◆ **Work required**
Continue the passage about MCA and his verse in the Beastie Boys' "Sure Shot," starting right after its last sentence.

====== Source document

If any moment sums him up, it's his era-defining verse in the Beasties' 1994 classic "Sure Shot." MCA was the Beastie who boasted "I got more rhymes than I got grey hairs," but he was also the one who put his ass on the line with his feminist shout-out, declaring "I wanna say a little something that's long overdue / Disrespecting women has got to be through," and sending his love and respect out to "the mothers and the sisters and the wives and friends." He really could have gotten away without coming right out and saying it. But that wouldn't have been his style.

============
====== Recorded data

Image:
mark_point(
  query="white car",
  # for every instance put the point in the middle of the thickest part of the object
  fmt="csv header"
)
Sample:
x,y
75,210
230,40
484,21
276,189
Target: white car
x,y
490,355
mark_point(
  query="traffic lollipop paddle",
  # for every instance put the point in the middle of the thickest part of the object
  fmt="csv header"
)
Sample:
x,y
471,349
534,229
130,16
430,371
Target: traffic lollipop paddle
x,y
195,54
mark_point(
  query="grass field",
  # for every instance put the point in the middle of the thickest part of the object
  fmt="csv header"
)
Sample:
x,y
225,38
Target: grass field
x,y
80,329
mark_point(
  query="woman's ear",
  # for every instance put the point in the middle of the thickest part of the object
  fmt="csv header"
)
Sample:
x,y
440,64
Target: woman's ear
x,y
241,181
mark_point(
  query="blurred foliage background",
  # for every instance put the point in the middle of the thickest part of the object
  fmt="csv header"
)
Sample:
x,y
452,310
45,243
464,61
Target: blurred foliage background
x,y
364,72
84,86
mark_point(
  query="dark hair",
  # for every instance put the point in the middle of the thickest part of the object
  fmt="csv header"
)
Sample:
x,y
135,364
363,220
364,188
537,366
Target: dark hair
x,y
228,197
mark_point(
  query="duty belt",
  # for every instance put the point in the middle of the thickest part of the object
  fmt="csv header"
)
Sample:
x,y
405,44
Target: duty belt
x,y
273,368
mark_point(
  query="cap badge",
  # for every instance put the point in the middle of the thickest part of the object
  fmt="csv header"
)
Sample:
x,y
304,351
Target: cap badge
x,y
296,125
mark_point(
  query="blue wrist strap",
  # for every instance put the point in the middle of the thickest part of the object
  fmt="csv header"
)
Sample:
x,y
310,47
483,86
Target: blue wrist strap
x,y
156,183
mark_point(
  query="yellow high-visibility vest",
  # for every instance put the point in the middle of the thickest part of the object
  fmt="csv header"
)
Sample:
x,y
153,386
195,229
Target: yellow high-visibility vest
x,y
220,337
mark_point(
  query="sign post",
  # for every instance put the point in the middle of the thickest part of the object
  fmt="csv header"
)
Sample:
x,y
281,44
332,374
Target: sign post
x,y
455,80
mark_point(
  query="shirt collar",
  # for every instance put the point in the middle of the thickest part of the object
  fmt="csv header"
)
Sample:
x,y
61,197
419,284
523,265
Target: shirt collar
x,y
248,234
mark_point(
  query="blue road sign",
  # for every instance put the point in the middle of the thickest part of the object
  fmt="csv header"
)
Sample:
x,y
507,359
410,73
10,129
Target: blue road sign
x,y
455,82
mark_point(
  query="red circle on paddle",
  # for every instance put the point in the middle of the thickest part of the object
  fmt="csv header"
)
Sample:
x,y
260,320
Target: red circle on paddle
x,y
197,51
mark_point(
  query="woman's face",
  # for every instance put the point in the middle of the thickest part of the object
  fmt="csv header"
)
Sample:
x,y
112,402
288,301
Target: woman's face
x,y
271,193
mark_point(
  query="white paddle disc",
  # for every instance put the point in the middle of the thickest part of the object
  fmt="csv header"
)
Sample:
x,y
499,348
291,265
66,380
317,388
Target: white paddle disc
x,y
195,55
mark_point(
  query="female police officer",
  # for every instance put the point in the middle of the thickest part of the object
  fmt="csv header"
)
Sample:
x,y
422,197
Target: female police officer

============

◆ **Final answer**
The Beasties were easily the most important and influential band-qua-band of the past few decades, taking hip-hop and punk rock and stoner-fuzak jazz and raver electro-disco and Brazilian bossa nova and Japanese new wave and stir-frying it all in their wok. And MCA was the one who was most lyrically and vocally overt about the band's transformations, in terms of feminism, Buddhism, Tibet, etc. But more importantly, he epitomized the idea that loving music puts you in a frame of mind to embrace the whole world with passionate curiosity. He made all his discoveries, from snowboarding to marriage to fatherhood to political activism, sound like they were all part of the same lifelong musical adventure. And it was an adventure where any listener could join him and his brother Beasties, just by shaking rump to "Root Down" or "Unite" or "No Sleep Till Brooklyn" or "Car Thief."
You can hear Yauch loudest on 1998's Hello Nasty and 1994's Ill Communication. He always expressed himself with grace and humor, whether he was rocking a beard like a billy goat, expressing admiration for groupies crafty enough to steal his skateboard, or asking, "Will someone on the Knicks please drive the lane?" And when he changed his mind about something along the way, he wasn't scared to say so. As he rapped all over the radio in the summer-'98 smash "Intergalactic," "On tough-guy style I'm not too keen / To change the world I will plot and scheme."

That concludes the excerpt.